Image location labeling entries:

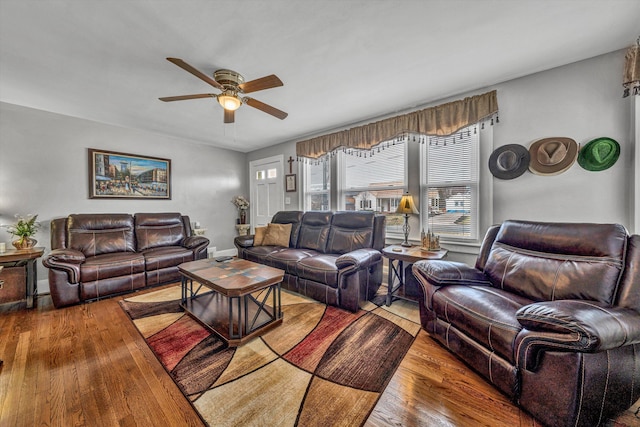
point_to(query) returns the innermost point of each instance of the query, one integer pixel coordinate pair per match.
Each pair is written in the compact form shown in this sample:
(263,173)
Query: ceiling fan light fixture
(229,102)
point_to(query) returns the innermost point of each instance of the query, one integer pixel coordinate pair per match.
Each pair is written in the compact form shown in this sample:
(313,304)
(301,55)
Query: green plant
(24,228)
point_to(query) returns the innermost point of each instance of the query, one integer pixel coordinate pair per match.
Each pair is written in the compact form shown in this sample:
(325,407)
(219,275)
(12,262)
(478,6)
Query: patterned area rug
(322,367)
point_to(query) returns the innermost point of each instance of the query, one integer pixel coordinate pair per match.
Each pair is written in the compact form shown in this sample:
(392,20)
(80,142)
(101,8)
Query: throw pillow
(277,235)
(258,237)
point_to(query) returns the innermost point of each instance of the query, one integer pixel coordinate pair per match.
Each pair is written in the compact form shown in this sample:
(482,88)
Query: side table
(398,256)
(243,229)
(23,259)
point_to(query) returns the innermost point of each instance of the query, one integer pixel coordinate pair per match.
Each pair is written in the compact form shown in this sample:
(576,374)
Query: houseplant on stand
(242,204)
(24,229)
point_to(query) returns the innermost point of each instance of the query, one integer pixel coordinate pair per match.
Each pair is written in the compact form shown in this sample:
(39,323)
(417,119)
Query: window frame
(307,193)
(480,188)
(392,232)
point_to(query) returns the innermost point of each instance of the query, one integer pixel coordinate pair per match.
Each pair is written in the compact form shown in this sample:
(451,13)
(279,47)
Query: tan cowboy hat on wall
(552,156)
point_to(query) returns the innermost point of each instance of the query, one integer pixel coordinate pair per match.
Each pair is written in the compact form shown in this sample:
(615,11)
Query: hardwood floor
(87,365)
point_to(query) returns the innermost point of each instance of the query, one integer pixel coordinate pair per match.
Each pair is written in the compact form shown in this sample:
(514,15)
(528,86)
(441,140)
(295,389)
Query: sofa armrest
(193,242)
(198,244)
(358,259)
(444,273)
(574,325)
(596,326)
(67,260)
(243,241)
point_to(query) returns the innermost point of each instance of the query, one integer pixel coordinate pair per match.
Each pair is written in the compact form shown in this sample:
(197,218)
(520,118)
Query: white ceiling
(341,61)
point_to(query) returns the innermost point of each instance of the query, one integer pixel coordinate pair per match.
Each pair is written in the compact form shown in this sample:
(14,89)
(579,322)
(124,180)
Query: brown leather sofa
(99,255)
(334,258)
(550,315)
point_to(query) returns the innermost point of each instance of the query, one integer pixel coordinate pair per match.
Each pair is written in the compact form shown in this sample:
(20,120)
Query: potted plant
(25,228)
(242,204)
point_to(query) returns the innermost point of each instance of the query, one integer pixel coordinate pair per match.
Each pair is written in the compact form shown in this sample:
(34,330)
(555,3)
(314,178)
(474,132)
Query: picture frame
(114,175)
(290,182)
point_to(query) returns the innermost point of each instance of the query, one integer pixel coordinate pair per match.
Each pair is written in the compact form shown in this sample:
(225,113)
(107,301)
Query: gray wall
(43,159)
(43,170)
(582,101)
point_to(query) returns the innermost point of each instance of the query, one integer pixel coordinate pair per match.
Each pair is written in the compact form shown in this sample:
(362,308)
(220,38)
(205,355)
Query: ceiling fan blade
(184,97)
(262,83)
(229,116)
(199,74)
(266,108)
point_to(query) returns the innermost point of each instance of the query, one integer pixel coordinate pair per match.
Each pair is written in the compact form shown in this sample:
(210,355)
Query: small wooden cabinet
(13,284)
(19,275)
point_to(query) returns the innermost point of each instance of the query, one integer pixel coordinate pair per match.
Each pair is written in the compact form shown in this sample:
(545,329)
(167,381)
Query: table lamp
(406,207)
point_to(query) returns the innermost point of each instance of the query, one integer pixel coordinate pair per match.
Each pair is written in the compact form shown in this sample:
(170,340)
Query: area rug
(322,367)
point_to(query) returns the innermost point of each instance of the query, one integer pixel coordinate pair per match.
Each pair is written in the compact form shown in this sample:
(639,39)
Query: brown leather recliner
(550,315)
(98,255)
(332,257)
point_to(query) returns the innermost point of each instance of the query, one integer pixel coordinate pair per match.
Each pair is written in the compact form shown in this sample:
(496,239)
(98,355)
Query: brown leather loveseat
(550,315)
(332,257)
(98,255)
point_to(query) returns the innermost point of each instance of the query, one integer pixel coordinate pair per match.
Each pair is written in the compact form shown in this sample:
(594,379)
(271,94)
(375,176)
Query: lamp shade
(406,205)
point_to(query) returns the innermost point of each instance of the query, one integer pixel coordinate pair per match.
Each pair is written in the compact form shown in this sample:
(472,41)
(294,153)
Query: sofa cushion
(258,237)
(551,261)
(350,231)
(314,231)
(319,268)
(96,234)
(277,235)
(158,229)
(116,264)
(287,259)
(289,217)
(166,256)
(259,253)
(486,314)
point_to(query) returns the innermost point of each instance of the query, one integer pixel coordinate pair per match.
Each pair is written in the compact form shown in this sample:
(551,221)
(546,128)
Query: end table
(398,256)
(16,260)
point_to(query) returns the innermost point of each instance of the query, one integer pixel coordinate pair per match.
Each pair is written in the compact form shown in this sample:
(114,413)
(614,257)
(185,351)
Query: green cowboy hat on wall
(599,154)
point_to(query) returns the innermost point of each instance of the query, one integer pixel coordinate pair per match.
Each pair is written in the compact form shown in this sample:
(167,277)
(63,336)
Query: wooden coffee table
(232,297)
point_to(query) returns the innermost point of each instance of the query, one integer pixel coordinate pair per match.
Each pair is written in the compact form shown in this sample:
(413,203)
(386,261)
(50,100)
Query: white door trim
(276,198)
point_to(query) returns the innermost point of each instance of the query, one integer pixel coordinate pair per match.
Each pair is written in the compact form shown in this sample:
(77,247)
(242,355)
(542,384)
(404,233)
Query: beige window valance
(441,120)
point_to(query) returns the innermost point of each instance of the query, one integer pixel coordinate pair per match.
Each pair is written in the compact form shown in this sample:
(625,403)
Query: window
(317,185)
(374,181)
(449,185)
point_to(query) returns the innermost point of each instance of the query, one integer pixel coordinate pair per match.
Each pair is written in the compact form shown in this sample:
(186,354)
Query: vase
(24,243)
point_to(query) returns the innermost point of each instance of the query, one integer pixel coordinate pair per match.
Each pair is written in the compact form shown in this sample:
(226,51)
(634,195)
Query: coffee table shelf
(229,319)
(237,299)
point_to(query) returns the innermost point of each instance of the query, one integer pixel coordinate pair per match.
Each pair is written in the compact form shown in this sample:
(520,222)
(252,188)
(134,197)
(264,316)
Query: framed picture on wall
(115,175)
(290,182)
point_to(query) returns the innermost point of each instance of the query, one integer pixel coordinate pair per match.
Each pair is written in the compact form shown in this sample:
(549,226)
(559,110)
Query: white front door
(267,189)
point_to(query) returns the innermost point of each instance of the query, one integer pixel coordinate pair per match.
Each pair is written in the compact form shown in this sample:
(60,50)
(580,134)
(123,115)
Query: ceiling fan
(232,85)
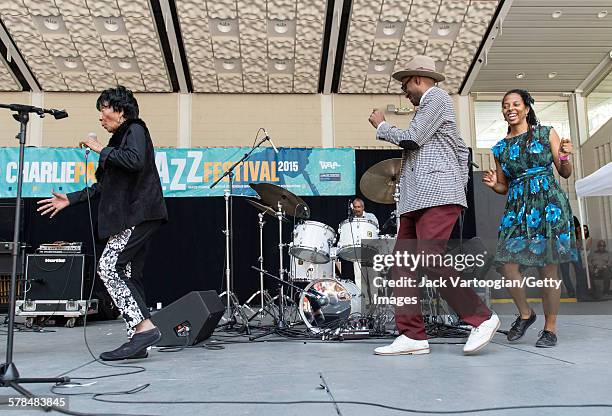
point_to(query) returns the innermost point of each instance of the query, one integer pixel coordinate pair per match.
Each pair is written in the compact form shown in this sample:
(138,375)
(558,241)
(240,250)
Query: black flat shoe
(135,347)
(547,339)
(519,327)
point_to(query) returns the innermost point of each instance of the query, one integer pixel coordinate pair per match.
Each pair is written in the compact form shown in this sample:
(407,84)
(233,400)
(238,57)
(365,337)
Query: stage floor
(576,372)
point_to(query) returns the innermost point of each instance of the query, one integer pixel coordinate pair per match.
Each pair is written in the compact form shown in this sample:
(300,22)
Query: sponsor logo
(330,177)
(55,260)
(329,165)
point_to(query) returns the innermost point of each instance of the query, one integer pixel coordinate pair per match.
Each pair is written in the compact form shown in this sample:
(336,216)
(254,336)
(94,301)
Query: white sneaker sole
(410,352)
(484,344)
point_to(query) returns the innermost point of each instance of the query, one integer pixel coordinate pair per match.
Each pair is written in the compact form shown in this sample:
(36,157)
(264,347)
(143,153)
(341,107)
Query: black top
(128,184)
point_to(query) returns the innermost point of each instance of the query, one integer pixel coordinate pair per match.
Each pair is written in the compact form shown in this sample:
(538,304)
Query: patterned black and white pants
(120,268)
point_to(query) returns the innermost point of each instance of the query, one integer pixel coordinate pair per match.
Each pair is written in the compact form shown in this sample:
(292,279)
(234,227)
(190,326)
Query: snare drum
(303,271)
(352,231)
(312,242)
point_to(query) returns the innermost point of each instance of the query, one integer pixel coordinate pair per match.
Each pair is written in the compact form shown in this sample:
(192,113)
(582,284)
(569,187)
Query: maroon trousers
(428,230)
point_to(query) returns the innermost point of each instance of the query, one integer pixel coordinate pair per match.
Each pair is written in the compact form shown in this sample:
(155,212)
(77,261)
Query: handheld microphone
(268,138)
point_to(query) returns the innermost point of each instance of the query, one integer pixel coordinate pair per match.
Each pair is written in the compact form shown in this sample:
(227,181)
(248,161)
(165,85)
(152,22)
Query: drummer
(359,211)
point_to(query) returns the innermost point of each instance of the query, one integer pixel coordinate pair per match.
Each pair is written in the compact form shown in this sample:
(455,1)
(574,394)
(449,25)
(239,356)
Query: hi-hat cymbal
(378,182)
(265,209)
(272,195)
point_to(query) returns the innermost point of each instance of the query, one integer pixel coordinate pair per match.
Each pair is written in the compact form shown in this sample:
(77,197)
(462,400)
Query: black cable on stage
(98,397)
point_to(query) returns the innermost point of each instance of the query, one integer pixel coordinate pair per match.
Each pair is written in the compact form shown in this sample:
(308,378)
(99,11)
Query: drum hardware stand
(9,375)
(281,270)
(262,292)
(233,307)
(281,282)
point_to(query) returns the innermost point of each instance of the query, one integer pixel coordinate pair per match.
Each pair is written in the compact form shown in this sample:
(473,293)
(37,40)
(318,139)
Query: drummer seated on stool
(359,211)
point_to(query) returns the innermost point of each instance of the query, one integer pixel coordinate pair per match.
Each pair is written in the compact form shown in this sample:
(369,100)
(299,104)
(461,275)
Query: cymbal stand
(264,296)
(396,196)
(281,270)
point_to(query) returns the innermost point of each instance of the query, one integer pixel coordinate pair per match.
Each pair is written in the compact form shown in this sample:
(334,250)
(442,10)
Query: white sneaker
(481,335)
(404,345)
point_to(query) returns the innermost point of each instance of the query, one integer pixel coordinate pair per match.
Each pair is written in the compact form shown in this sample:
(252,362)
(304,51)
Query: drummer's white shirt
(370,216)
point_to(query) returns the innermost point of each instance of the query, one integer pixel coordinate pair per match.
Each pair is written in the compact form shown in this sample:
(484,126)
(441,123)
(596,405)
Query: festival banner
(188,172)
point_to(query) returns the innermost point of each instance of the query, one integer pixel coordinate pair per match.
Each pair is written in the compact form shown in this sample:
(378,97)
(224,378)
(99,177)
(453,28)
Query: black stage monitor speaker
(57,277)
(190,319)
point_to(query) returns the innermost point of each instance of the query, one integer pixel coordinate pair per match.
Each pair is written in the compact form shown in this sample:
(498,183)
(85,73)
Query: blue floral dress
(537,227)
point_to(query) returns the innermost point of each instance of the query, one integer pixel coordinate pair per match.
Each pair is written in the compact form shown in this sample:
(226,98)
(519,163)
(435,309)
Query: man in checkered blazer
(432,194)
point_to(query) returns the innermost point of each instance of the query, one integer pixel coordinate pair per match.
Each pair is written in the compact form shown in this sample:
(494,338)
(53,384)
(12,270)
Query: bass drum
(337,299)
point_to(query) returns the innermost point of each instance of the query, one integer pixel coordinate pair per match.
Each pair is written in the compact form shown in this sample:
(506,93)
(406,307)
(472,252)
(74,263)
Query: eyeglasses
(404,84)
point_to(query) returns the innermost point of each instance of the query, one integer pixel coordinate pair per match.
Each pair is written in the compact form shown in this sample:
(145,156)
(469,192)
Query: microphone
(391,218)
(268,138)
(92,136)
(58,114)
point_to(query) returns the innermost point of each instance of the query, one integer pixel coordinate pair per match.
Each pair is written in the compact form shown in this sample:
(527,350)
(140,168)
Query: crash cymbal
(378,182)
(265,209)
(271,195)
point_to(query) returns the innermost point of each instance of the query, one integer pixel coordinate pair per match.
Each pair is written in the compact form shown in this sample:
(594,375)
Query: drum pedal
(354,334)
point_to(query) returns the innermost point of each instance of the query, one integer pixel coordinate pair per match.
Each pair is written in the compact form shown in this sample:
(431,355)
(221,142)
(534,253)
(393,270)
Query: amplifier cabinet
(57,276)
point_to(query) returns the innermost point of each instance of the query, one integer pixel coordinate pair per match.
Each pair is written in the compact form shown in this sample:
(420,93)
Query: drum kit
(314,250)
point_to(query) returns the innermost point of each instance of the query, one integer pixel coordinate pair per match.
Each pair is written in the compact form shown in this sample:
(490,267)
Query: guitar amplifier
(57,277)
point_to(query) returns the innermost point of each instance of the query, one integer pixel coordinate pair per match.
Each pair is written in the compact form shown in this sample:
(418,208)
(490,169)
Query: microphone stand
(233,306)
(9,375)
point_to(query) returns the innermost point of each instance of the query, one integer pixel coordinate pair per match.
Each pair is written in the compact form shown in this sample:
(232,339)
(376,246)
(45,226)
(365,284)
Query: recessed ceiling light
(51,23)
(70,63)
(124,64)
(389,29)
(112,25)
(224,26)
(444,30)
(281,27)
(380,66)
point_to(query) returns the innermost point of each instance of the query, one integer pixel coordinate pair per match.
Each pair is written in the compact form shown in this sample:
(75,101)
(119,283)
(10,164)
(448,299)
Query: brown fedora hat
(420,65)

* [OBJECTIVE] Pull out every line of the items above that contains the string "wooden", treating uppercase and lowercase as different.

* [EXERCISE SOLUTION]
Query: small wooden cabinet
Query: wooden coffee table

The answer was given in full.